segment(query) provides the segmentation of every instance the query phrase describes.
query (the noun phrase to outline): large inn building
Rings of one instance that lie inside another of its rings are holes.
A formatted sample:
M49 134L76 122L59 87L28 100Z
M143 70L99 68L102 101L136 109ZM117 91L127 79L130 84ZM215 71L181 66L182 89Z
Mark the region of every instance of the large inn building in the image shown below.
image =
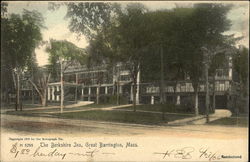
****************************************
*WORK TO DO*. Turn the lines above into a Markdown table with the columns "Row" and "Line," giving each line its own numbered row and skipping blank lines. Leave the pictures out of the table.

*RESULT OF THE TASK*.
| Row | Line |
|---|---|
| 1 | segment(query) provides the segmentation of every instance the query phrase describes. |
| 2 | query (the noun phrase to outline): large inn building |
| 3 | Rings of one instance that lie inside another of its rings are holes. |
| 4 | A formatted sample: |
| 5 | M49 134L76 122L59 87L28 100Z |
| 6 | M143 70L99 68L102 101L136 109ZM117 91L127 79L130 84ZM215 71L181 66L182 89Z |
| 7 | Mark the region of every instance of the large inn building in the image shown below. |
| 8 | image = |